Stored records
-*-

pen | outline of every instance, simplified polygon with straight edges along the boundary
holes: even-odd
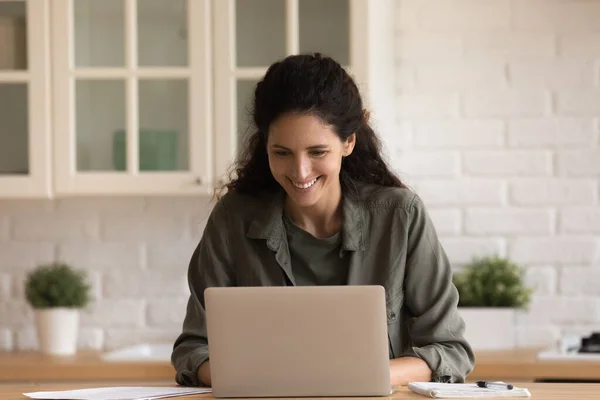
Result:
[[[501,382],[477,381],[477,386],[487,389],[504,389],[511,390],[513,385]]]

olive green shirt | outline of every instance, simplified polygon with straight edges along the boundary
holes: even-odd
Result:
[[[348,283],[348,257],[341,254],[340,232],[328,238],[317,238],[283,217],[292,278],[296,286],[346,285]]]
[[[171,356],[179,384],[199,385],[208,359],[204,289],[294,285],[283,201],[283,192],[229,192],[212,210],[190,261],[191,294]],[[384,287],[390,356],[423,359],[433,381],[463,382],[474,355],[450,263],[421,199],[409,189],[360,185],[343,197],[343,217],[347,284]]]

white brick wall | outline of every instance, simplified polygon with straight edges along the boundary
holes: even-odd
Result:
[[[556,113],[564,116],[589,117],[600,109],[600,90],[565,89],[554,93]]]
[[[552,175],[552,154],[540,150],[463,152],[463,171],[471,176]]]
[[[36,331],[33,325],[16,330],[16,349],[35,350],[38,348]]]
[[[470,208],[465,213],[467,235],[550,235],[553,230],[552,210]]]
[[[557,271],[552,266],[527,268],[525,282],[535,290],[536,295],[549,296],[556,294]]]
[[[88,350],[102,350],[104,346],[104,328],[79,327],[77,347]]]
[[[0,351],[11,351],[12,349],[12,331],[7,328],[0,328]]]
[[[421,179],[414,182],[409,180],[408,183],[435,206],[500,206],[506,202],[506,183],[500,180]]]
[[[0,240],[6,240],[8,236],[8,217],[0,217]]]
[[[442,243],[448,258],[455,265],[461,265],[471,260],[489,254],[506,255],[506,241],[499,237],[443,237]]]
[[[109,328],[104,336],[104,348],[114,350],[140,343],[173,343],[181,332],[181,324],[164,328]]]
[[[427,120],[414,123],[414,145],[421,148],[497,148],[504,145],[504,122]]]
[[[545,90],[465,90],[464,114],[481,117],[542,117],[550,113],[551,96]]]
[[[513,179],[510,200],[522,206],[591,206],[598,202],[596,178]]]
[[[508,121],[508,146],[516,148],[575,148],[597,143],[595,118],[548,117]]]
[[[594,32],[598,29],[600,3],[587,0],[514,1],[513,26],[517,31]]]
[[[429,216],[438,235],[460,235],[462,229],[462,212],[460,209],[434,208],[429,210]]]
[[[569,296],[600,296],[600,268],[563,268],[559,290]]]
[[[140,268],[143,244],[136,241],[64,241],[59,243],[56,254],[59,260],[89,270]]]
[[[455,35],[461,36],[460,33]],[[509,59],[547,60],[556,55],[555,37],[551,32],[484,29],[477,31],[476,35],[462,35],[461,39],[466,59],[501,63]]]
[[[395,170],[452,263],[508,255],[536,288],[519,346],[600,326],[600,2],[396,0]],[[35,348],[23,280],[64,260],[96,301],[80,347],[172,341],[208,198],[0,200],[0,349]]]
[[[558,173],[576,177],[600,176],[600,149],[559,152]]]
[[[558,53],[565,58],[594,60],[600,54],[600,33],[563,33],[558,38]]]
[[[185,316],[187,298],[181,300],[151,300],[148,303],[146,321],[150,327],[179,327]]]
[[[191,256],[191,254],[190,254]],[[111,271],[102,282],[103,295],[117,298],[177,297],[186,294],[187,275],[171,271]]]
[[[582,60],[515,61],[508,66],[511,84],[519,88],[587,88],[596,81],[596,64]]]
[[[600,208],[564,208],[560,229],[564,233],[600,234]]]
[[[518,346],[598,330],[600,2],[398,0],[396,16],[412,137],[391,160],[448,256],[526,266]]]
[[[208,197],[0,201],[0,351],[36,349],[27,270],[54,260],[84,269],[93,302],[79,348],[165,342],[181,329],[187,266]]]
[[[116,312],[118,310],[118,312]],[[133,327],[144,326],[145,301],[138,299],[97,299],[81,313],[81,325],[85,327]]]
[[[11,297],[12,276],[10,274],[0,274],[0,301],[7,301]]]

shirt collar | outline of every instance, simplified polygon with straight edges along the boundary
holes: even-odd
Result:
[[[250,239],[266,239],[267,246],[276,251],[285,239],[283,225],[283,205],[285,192],[283,190],[272,195],[256,213],[246,236]],[[342,228],[342,250],[365,250],[365,226],[363,224],[362,207],[360,201],[350,196],[344,196]]]

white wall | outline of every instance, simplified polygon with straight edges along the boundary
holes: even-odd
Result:
[[[0,350],[36,346],[23,282],[40,263],[88,272],[95,301],[82,348],[174,340],[189,294],[187,265],[209,198],[0,200]]]
[[[537,287],[519,345],[600,330],[600,1],[397,1],[394,165],[450,259]]]
[[[399,129],[384,139],[452,262],[528,266],[521,346],[600,329],[600,1],[396,4]],[[35,346],[23,276],[55,259],[94,283],[82,347],[173,340],[207,201],[0,201],[0,349]]]

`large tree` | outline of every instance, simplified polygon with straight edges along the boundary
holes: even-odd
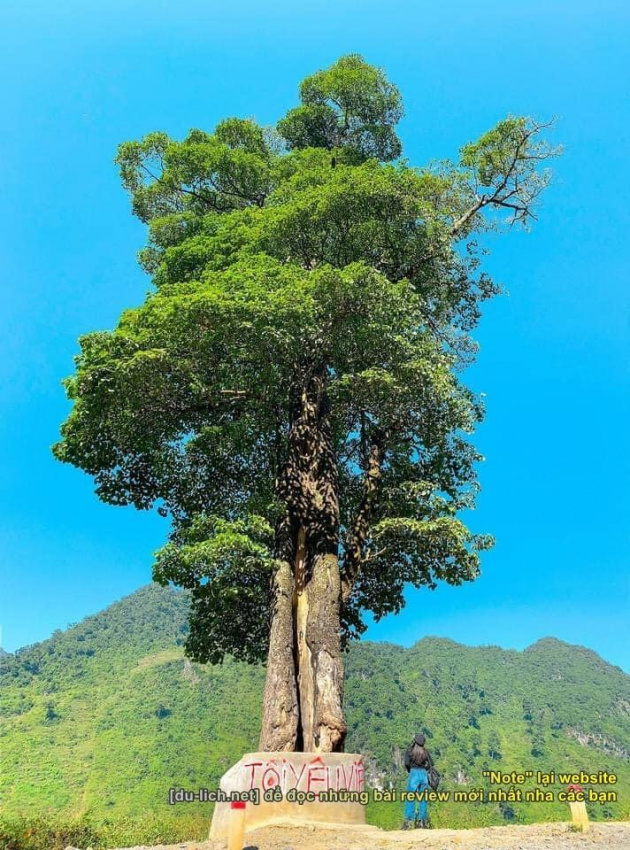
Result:
[[[460,584],[480,400],[460,380],[497,287],[477,235],[527,225],[555,151],[508,117],[456,163],[400,159],[400,94],[360,56],[277,128],[123,144],[154,291],[80,341],[55,447],[98,496],[171,519],[188,655],[267,660],[260,747],[343,748],[343,647],[407,585]]]

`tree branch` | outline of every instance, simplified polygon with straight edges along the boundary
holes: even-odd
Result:
[[[493,191],[478,195],[476,191],[478,188],[478,182],[475,175],[475,203],[472,204],[466,212],[464,212],[464,214],[452,224],[450,229],[450,235],[452,237],[456,236],[480,210],[488,206],[504,207],[514,210],[514,221],[536,218],[532,212],[531,205],[540,194],[540,190],[532,190],[528,194],[527,177],[531,176],[528,175],[528,172],[525,173],[525,179],[523,181],[525,186],[519,186],[519,177],[523,176],[522,171],[519,171],[519,166],[521,163],[542,162],[558,154],[558,149],[552,149],[548,146],[544,146],[542,150],[540,147],[534,148],[533,153],[527,152],[527,145],[531,139],[538,135],[538,133],[542,130],[552,127],[553,123],[553,120],[543,124],[539,124],[534,121],[531,122],[528,129],[523,132],[523,135],[518,140],[510,158],[510,162],[505,169],[505,173]],[[511,198],[514,198],[515,200],[510,202]]]
[[[350,598],[361,565],[364,561],[364,548],[370,532],[374,515],[376,496],[381,481],[383,456],[385,453],[385,433],[378,430],[372,437],[367,457],[367,469],[363,479],[363,496],[345,546],[344,575],[341,582],[341,599],[345,603]]]

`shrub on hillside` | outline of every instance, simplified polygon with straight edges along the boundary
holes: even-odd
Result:
[[[209,822],[203,817],[119,818],[92,822],[35,818],[0,818],[0,850],[106,850],[109,847],[176,844],[207,837]]]

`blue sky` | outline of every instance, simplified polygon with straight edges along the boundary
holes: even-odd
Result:
[[[146,583],[164,520],[100,504],[53,460],[76,339],[149,288],[119,142],[227,115],[273,123],[299,80],[362,53],[402,90],[405,154],[455,156],[507,113],[559,116],[530,234],[494,240],[509,290],[479,363],[487,462],[471,516],[496,548],[462,588],[412,592],[368,637],[523,648],[545,635],[630,669],[630,7],[578,0],[0,4],[0,588],[6,649]],[[624,177],[624,175],[626,175]]]

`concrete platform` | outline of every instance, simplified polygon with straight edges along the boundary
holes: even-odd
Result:
[[[246,832],[287,822],[365,824],[363,756],[356,753],[247,753],[219,787],[233,801],[247,798]],[[243,812],[216,803],[210,839],[227,839],[235,816]]]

-*-

How to complete this task
Return every line of the data above in which "wall" appears.

Exercise output
white brick wall | outline of every instance, simplified polygon with straight edges along the boundary
white wall | outline of every instance, simplified polygon with straight edges along the boundary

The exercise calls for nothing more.